● TEXT TO READ
━━━━━━━━━━━━━━━━
# Correct ANZSCO Code (261111 ICT Business Analyst OR 261112 Systems Analyst)



## karan_2891 (Mar 11, 2012)

Hi,

I have a query on finding out correct ANZSCO code. Which code would be appropriate for an ERP Finance Functional Consultant:

261111 ICT Business Analyst
261112 Systems Analyst

Has anyone with a similar skill set as mine applied for skill assessment under one of these codes, which got duly approved?

Thank you.

Regards,
Karan


----------



## chamak (Jul 25, 2011)

IMHO, it goes more into ICT Business Analyst. I applied for System Analyst, since I'm in the Data Warehouse field.


----------



## mansin (Mar 1, 2012)

karan_2891 said:


> Hi,
> 
> I have a query on finding out correct ANZSCO code. Which code would be appropriate for an ERP Finance Functional Consultant:
> 
> ...


I am a Hyperion (Business Intelligence) Techno Functional Consultant and I applied for System Analyst.


----------



## vvc (May 17, 2012)

karan_2891 said:


> Hi,
> 
> I have a query on finding out correct ANZSCO code. Which code would be appropriate for an ERP Finance Functional Consultant:
> 
> ...


Hi Karan
I am a ERP HCM HRIS Analyst and my details are in my signature

ANZSCO : 261111 | ACS applied : 23 Apr 2012 | ACS Positive: 25 May 2012 | IELTS : 31 Mar 2012, L:6 R:6.5:W:6 S:7


----------



## andredantas_s (May 14, 2012)

I am also an ERP (Oracle) Finance Functional Consultant and I applyed and got under System Analys code!


----------



## wondersworld (Jun 6, 2012)
━━━━━━━━━━━━━━━━
Excerpts from a dataset on pointing at objects
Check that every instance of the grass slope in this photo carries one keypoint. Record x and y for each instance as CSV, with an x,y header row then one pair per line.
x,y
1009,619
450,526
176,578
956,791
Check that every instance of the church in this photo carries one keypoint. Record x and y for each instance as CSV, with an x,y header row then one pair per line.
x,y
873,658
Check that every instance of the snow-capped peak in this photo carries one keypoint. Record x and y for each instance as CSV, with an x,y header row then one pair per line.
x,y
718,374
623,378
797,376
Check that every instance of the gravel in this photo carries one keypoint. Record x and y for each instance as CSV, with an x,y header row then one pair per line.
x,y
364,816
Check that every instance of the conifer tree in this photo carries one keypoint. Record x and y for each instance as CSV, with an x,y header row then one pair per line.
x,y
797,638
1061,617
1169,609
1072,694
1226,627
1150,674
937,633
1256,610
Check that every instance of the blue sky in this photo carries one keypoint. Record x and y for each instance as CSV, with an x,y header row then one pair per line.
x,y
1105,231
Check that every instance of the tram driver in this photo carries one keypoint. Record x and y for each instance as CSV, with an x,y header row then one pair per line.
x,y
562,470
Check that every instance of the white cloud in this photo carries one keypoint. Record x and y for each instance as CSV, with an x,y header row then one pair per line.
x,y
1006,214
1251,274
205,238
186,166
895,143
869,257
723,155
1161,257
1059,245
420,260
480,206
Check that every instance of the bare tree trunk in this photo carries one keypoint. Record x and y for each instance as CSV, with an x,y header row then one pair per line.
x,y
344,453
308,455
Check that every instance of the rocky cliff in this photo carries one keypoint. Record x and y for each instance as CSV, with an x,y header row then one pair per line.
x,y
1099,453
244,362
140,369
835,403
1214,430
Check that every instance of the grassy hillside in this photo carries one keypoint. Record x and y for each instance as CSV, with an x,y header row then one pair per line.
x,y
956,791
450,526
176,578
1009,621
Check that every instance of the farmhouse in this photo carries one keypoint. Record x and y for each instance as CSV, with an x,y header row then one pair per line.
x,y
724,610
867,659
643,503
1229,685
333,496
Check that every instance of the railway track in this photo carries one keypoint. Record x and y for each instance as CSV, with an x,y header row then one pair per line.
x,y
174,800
━━━━━━━━━━━━━━━━
● EXERCISE REQUIREMENTS
Write out the whole forum thread on picking an ANZSCO code, word for word from start to finish. The listing has nothing to do with this.

● EXERCISE OUTPUT
# Correct ANZSCO Code (261111 ICT Business Analyst OR 261112 Systems Analyst)



## karan_2891 (Mar 11, 2012)

Hi,

I have a query on finding out correct ANZSCO code. Which code would be appropriate for an ERP Finance Functional Consultant:

261111 ICT Business Analyst
261112 Systems Analyst

Has anyone with a similar skill set as mine applied for skill assessment under one of these codes, which got duly approved?

Thank you.

Regards,
Karan


----------



## chamak (Jul 25, 2011)

IMHO, it goes more into ICT Business Analyst. I applied for System Analyst, since I'm in the Data Warehouse field.


----------



## mansin (Mar 1, 2012)

karan_2891 said:


> Hi,
> 
> I have a query on finding out correct ANZSCO code. Which code would be appropriate for an ERP Finance Functional Consultant:
> 
> ...


I am a Hyperion (Business Intelligence) Techno Functional Consultant and I applied for System Analyst.


----------



## vvc (May 17, 2012)

karan_2891 said:


> Hi,
> 
> I have a query on finding out correct ANZSCO code. Which code would be appropriate for an ERP Finance Functional Consultant:
> 
> ...


Hi Karan
I am a ERP HCM HRIS Analyst and my details are in my signature

ANZSCO : 261111 | ACS applied : 23 Apr 2012 | ACS Positive: 25 May 2012 | IELTS : 31 Mar 2012, L:6 R:6.5:W:6 S:7


----------



## andredantas_s (May 14, 2012)

I am also an ERP (Oracle) Finance Functional Consultant and I applyed and got under System Analys code!


----------



## wondersworld (Jun 6, 2012)